The whole of the data is to be returned without a single change.
THE DATA section start
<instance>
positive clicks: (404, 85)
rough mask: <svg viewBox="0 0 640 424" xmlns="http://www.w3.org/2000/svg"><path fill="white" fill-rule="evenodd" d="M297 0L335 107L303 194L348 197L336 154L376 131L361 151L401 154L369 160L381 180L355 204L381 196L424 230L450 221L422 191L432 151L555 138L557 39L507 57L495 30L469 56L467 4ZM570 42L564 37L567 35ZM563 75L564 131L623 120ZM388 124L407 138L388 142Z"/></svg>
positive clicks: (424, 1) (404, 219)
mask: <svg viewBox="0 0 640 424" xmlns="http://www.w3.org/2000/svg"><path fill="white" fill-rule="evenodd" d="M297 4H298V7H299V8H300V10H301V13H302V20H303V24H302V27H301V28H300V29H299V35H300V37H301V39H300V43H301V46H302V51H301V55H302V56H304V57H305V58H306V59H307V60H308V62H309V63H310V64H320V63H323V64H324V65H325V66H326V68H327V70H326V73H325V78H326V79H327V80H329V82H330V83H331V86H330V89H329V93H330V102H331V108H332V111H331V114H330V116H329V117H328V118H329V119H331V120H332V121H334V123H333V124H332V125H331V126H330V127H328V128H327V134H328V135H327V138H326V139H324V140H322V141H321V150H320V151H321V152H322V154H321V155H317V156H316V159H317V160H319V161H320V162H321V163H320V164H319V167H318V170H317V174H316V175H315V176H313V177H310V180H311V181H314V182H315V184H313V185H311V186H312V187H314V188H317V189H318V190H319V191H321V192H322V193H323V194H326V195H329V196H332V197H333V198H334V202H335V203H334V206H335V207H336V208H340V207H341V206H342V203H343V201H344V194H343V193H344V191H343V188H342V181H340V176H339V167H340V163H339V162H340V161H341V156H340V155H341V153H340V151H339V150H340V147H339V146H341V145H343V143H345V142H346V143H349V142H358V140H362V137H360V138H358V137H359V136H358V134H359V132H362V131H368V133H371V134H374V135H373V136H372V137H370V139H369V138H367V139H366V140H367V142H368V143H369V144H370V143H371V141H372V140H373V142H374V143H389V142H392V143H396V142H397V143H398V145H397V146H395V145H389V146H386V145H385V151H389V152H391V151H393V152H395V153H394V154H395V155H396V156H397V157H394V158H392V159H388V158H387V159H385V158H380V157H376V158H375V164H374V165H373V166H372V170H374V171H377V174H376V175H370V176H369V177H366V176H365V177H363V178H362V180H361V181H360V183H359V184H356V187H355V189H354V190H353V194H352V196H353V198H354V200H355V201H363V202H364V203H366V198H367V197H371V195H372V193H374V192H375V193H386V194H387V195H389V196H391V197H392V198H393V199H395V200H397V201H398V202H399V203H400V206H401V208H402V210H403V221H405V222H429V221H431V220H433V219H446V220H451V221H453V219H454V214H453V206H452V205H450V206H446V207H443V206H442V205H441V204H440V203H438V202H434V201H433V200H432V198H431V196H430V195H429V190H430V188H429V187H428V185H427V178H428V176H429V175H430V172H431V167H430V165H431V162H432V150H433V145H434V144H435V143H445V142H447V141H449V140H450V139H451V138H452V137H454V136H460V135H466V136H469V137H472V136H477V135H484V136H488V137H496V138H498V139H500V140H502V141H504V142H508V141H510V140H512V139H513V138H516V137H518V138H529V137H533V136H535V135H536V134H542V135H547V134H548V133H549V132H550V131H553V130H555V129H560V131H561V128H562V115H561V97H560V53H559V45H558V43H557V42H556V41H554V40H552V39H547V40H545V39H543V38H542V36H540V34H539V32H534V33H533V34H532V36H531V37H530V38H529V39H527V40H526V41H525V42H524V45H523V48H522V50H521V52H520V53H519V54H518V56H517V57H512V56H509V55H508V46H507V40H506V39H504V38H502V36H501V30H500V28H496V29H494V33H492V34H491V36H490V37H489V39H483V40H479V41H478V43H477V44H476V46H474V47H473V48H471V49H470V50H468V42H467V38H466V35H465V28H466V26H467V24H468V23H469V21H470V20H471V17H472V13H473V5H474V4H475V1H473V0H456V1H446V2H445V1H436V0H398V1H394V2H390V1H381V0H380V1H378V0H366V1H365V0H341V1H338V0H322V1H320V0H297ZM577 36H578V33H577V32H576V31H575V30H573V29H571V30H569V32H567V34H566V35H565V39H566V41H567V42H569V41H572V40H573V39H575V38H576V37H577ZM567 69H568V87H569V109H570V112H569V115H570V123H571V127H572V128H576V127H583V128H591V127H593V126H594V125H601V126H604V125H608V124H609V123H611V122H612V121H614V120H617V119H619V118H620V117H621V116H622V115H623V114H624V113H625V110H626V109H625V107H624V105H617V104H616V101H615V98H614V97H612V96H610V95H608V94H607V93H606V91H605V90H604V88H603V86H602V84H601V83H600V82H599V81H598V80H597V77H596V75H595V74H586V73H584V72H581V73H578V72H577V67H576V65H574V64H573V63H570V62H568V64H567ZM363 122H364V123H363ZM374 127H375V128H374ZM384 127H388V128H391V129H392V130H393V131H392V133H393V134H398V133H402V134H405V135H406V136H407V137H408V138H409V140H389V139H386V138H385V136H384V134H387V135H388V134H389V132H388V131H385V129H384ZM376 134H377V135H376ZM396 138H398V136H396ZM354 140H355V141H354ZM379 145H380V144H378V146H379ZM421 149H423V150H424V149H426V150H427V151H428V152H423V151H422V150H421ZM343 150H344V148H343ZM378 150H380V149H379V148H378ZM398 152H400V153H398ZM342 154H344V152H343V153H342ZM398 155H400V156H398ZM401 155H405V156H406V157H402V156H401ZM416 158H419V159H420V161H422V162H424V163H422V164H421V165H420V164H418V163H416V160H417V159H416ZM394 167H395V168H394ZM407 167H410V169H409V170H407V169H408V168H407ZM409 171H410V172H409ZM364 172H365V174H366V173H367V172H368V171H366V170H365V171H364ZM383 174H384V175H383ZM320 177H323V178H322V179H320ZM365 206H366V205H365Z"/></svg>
THE DATA section end
RESULT OF THE TASK:
<instance>
positive clicks: (404, 85)
rough mask: <svg viewBox="0 0 640 424" xmlns="http://www.w3.org/2000/svg"><path fill="white" fill-rule="evenodd" d="M297 0L335 107L303 194L348 197L336 154L376 131L361 151L401 154L369 160L381 180L355 204L381 196L424 230L450 221L422 191L432 151L555 138L557 39L507 57L495 30L469 56L467 4ZM570 42L564 37L567 35ZM563 75L564 131L623 120ZM388 124L407 138L388 142Z"/></svg>
positive clicks: (424, 1) (404, 219)
mask: <svg viewBox="0 0 640 424" xmlns="http://www.w3.org/2000/svg"><path fill="white" fill-rule="evenodd" d="M297 4H298V7H299V8H300V10H301V13H302V20H303V24H302V27H301V28H300V29H299V35H300V37H301V39H300V43H301V46H302V51H301V55H302V56H304V57H305V58H306V59H307V60H308V62H309V63H310V64H320V63H323V64H324V65H325V66H326V68H327V70H326V73H325V78H326V79H327V80H329V82H330V83H331V86H330V89H329V93H330V102H331V108H332V111H331V114H330V116H329V117H328V118H329V119H331V120H332V121H334V123H333V124H332V125H331V126H330V127H328V128H327V134H328V135H327V138H326V139H324V140H322V141H321V150H320V151H321V152H322V154H321V155H317V156H316V159H317V160H319V161H320V162H321V163H320V164H319V167H318V170H317V174H316V175H315V176H313V177H310V180H311V181H314V182H315V184H313V185H311V186H312V187H314V188H317V189H318V190H319V191H321V192H322V193H323V194H326V195H329V196H332V197H333V198H334V202H335V203H334V206H335V207H336V208H340V207H341V206H342V203H343V201H344V194H343V193H344V191H343V188H342V181H340V176H339V167H340V163H339V162H340V161H341V156H340V155H341V153H340V151H339V150H340V147H339V146H341V145H343V143H345V142H346V143H349V142H358V140H362V137H360V138H358V137H359V136H358V134H359V132H362V131H368V133H371V134H374V135H373V136H372V137H370V139H369V138H367V139H366V140H367V142H368V143H369V144H370V143H371V141H372V140H373V142H374V143H389V142H392V143H396V142H397V143H398V145H397V146H395V145H389V146H386V145H385V151H389V152H391V151H393V152H395V153H394V154H395V155H396V156H397V157H394V158H392V159H388V158H387V159H385V158H380V157H376V158H375V164H374V165H373V166H372V170H374V171H377V174H376V175H370V176H369V177H366V176H365V177H363V178H362V180H361V181H360V183H359V184H356V187H355V189H354V190H353V194H352V196H353V198H354V200H355V201H363V202H364V203H366V198H367V197H371V195H372V193H374V192H375V193H386V194H387V195H389V196H391V197H392V198H393V199H395V200H397V201H398V202H399V203H400V206H401V208H402V210H403V221H405V222H429V221H431V220H433V219H446V220H451V221H453V219H454V214H453V206H452V205H450V206H446V207H443V206H442V205H441V204H440V203H438V202H434V201H433V200H432V198H431V196H430V195H429V190H430V188H429V187H428V185H427V178H428V176H429V175H430V172H431V167H430V165H431V162H432V150H433V145H434V144H435V143H445V142H447V141H449V140H450V139H451V138H452V137H454V136H460V135H466V136H469V137H472V136H477V135H484V136H488V137H496V138H498V139H500V140H502V141H504V142H508V141H510V140H512V139H513V138H516V137H518V138H529V137H533V136H535V135H536V134H542V135H547V134H548V133H549V132H550V131H553V130H555V129H560V131H561V128H562V115H561V97H560V53H559V45H558V43H557V42H556V41H554V40H552V39H547V40H545V39H543V38H542V36H540V34H539V32H534V33H533V34H532V36H531V37H530V38H529V39H527V40H526V41H525V42H524V45H523V48H522V50H521V52H520V53H519V54H518V56H517V57H512V56H509V55H508V46H507V40H506V39H504V38H502V36H501V30H500V28H496V29H494V33H492V34H491V36H490V37H489V39H483V40H479V41H478V43H477V44H476V46H474V47H473V48H471V49H470V50H468V42H467V38H466V35H465V28H466V26H467V24H468V23H469V21H470V20H471V17H472V13H473V5H474V4H475V1H473V0H456V1H446V2H445V1H436V0H398V1H394V2H390V1H381V0H380V1H378V0H366V1H365V0H341V1H338V0H322V1H320V0H297ZM577 36H578V33H577V32H576V31H575V30H573V29H571V30H569V32H567V34H566V35H565V39H566V41H567V42H569V41H572V40H573V39H575V38H576V37H577ZM567 69H568V87H569V109H570V112H569V115H570V123H571V127H572V128H576V127H583V128H591V127H593V126H594V125H601V126H604V125H608V124H609V123H611V122H612V121H614V120H617V119H619V118H620V117H621V116H622V115H623V114H624V113H625V110H626V109H625V107H624V105H617V104H616V101H615V98H614V97H612V96H610V95H608V94H607V93H606V91H605V90H604V88H603V86H602V84H601V83H600V82H599V81H598V80H597V77H596V75H595V74H586V73H584V72H581V73H578V72H577V67H576V65H574V64H573V63H570V62H568V64H567ZM363 122H364V123H363ZM374 127H375V128H374ZM384 127H388V128H391V129H392V130H393V131H392V133H393V134H398V133H402V134H405V135H406V136H407V137H408V138H409V140H389V139H386V138H385V136H384V134H387V135H388V134H389V132H388V131H385V129H384ZM376 134H377V135H376ZM396 138H398V136H396ZM354 140H355V141H354ZM379 145H380V144H378V146H379ZM421 149H423V150H424V149H426V150H427V151H428V152H423V151H422V150H421ZM343 150H344V148H343ZM378 150H380V149H379V148H378ZM398 152H400V153H398ZM342 154H344V152H343V153H342ZM398 155H400V156H398ZM401 155H405V156H406V157H402V156H401ZM416 158H419V159H420V161H422V162H424V163H422V164H421V165H420V164H418V163H416V160H417V159H416ZM394 167H395V168H394ZM407 167H410V169H409V170H407V169H408V168H407ZM409 171H410V172H409ZM364 172H365V174H366V173H367V172H368V171H366V170H365V171H364ZM383 174H384V175H383ZM320 177H323V178H322V179H320ZM365 206H366V205H365Z"/></svg>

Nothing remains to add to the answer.